**Direction**
Answer these questions using the forum thread below.
(a) What date appears with the post by buckshot?
(b) Which reel did the store not have?
(c) What two uses is the new reel wanted for?

**Reading text**
###

# reel help



## buckshot (Mar 3, 2004)

ok went to bps today they did not have diawa sl30sh there, so the problem i have now is to choice witch one to buy tommarrow for distance and cobia both. i'm looking at a few different reels, the diawa sl-x40hv, the penn 535gs, the shimano speedmaster tsm IV tsm4, and the abu garcia 7000c4 or bg7000hs. witch one of these is the best for casting and fight cobia. was going to try the sl30sh but they don't have it and i have a gift card for there so i can really go get one some where else.please let me know what you all think.thank you all in advance for the help. i know it is taking me for ever to decide and thank you all for hanging in there with me.


----------



## Larry (Apr 17, 2002)

###

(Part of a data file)
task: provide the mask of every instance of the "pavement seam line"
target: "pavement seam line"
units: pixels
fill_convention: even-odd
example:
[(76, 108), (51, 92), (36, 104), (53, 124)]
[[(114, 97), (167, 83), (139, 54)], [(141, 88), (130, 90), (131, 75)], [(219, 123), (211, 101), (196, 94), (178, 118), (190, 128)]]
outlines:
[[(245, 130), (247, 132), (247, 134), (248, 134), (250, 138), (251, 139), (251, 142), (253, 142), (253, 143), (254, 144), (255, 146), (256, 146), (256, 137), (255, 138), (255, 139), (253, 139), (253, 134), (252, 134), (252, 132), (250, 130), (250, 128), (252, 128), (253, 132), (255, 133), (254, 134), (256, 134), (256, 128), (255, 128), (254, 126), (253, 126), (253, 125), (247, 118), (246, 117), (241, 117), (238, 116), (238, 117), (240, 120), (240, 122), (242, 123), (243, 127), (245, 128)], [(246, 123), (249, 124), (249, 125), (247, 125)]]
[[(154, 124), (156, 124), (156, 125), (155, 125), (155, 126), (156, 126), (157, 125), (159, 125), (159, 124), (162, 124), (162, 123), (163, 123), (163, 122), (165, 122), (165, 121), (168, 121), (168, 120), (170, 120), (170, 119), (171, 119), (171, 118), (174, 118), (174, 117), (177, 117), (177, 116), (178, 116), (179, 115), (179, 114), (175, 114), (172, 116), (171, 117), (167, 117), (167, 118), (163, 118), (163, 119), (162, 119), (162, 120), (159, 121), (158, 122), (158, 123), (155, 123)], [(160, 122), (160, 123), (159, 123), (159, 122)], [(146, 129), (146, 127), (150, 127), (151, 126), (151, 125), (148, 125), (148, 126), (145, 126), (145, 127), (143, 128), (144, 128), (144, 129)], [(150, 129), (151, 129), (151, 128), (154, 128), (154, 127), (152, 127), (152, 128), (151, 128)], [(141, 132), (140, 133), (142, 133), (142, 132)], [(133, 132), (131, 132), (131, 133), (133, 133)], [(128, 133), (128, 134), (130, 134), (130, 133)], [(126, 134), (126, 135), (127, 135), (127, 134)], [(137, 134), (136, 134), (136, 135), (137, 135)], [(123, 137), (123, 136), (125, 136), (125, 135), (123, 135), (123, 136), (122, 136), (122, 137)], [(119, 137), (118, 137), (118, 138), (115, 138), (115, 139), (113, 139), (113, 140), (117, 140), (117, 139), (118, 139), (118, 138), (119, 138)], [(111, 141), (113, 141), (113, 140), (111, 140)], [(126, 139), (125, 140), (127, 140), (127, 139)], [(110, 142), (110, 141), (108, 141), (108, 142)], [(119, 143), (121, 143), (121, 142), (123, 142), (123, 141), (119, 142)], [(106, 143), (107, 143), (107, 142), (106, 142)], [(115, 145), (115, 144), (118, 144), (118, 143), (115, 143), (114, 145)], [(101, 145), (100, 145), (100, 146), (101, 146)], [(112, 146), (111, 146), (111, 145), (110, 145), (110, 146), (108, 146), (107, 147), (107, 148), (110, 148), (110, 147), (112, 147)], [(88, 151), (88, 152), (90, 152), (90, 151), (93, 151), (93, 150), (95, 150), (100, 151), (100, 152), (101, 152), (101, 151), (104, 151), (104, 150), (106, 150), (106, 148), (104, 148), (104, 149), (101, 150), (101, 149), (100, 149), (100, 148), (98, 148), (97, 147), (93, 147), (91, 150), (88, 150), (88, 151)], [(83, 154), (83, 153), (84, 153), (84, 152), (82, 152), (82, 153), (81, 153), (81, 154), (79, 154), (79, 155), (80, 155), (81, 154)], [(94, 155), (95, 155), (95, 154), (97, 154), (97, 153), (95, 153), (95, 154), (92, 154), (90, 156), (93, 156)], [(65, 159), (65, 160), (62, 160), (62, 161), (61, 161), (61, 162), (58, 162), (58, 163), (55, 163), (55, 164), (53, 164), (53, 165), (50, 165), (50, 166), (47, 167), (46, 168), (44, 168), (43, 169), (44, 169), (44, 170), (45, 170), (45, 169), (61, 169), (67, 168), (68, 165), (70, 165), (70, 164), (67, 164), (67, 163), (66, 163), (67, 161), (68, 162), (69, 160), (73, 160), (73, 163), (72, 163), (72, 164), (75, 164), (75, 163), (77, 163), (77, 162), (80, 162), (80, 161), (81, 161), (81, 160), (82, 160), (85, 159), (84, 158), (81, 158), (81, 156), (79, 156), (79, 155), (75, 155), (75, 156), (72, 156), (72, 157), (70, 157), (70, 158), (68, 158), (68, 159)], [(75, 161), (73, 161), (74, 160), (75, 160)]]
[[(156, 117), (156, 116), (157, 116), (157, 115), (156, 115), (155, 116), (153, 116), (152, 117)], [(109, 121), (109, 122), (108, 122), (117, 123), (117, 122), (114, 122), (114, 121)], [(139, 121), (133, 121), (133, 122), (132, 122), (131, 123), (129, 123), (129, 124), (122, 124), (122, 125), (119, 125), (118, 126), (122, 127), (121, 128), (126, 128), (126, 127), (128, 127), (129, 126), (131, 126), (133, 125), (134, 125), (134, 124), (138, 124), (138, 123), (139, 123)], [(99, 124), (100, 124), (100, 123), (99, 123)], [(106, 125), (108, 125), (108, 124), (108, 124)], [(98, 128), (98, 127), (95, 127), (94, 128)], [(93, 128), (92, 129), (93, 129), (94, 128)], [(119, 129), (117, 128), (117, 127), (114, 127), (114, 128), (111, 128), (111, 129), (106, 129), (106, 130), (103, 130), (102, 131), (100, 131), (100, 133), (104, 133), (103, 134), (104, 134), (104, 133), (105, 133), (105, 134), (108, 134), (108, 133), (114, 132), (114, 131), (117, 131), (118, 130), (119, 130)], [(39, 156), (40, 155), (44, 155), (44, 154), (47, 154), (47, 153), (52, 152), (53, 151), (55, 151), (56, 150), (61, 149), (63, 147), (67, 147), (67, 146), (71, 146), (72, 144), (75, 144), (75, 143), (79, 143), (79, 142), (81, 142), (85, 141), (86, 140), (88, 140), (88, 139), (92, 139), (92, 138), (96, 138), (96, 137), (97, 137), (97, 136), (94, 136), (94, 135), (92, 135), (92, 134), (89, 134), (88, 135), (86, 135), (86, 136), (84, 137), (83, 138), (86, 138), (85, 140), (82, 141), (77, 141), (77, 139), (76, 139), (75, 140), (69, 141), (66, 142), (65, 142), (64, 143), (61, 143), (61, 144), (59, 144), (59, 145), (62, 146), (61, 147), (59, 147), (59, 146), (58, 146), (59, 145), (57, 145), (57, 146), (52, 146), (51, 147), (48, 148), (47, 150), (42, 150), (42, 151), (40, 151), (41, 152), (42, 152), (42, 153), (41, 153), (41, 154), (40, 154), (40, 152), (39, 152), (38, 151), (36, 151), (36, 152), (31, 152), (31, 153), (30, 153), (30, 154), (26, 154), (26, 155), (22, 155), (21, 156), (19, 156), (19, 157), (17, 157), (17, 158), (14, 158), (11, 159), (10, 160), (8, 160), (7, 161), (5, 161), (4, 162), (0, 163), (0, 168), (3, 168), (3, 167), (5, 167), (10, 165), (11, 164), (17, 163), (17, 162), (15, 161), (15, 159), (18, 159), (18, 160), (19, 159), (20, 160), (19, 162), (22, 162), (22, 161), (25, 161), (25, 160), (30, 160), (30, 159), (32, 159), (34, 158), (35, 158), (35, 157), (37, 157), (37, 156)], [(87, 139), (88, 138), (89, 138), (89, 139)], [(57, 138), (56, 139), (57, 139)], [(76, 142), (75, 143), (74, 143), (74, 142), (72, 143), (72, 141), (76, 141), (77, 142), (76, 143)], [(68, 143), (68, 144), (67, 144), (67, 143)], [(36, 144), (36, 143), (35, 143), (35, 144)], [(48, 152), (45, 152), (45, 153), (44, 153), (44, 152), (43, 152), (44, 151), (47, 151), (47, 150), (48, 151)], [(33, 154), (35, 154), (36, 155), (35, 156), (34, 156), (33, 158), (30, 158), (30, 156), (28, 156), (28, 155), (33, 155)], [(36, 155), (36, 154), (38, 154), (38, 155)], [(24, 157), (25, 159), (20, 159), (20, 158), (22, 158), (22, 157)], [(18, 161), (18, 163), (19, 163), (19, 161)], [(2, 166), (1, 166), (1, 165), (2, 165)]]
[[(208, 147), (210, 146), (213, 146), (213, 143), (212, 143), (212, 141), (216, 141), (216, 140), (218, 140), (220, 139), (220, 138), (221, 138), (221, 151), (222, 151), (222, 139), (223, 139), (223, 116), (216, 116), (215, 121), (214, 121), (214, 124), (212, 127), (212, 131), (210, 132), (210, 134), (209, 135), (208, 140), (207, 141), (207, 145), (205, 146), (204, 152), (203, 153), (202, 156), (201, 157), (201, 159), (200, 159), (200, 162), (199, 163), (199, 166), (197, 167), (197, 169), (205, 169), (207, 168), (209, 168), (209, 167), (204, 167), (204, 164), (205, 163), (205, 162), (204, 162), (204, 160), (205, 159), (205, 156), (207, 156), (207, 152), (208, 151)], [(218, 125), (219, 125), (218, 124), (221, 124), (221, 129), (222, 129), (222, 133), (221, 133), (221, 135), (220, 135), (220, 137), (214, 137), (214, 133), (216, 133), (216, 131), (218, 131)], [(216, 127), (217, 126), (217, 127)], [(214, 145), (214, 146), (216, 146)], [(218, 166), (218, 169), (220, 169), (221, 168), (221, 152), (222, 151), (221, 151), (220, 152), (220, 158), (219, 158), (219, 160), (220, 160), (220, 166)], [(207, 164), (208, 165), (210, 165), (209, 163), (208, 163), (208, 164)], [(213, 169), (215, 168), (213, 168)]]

###

**Output**
(a) Mar 3, 2004
(b) The diawa sl30sh
(c) Distance and cobia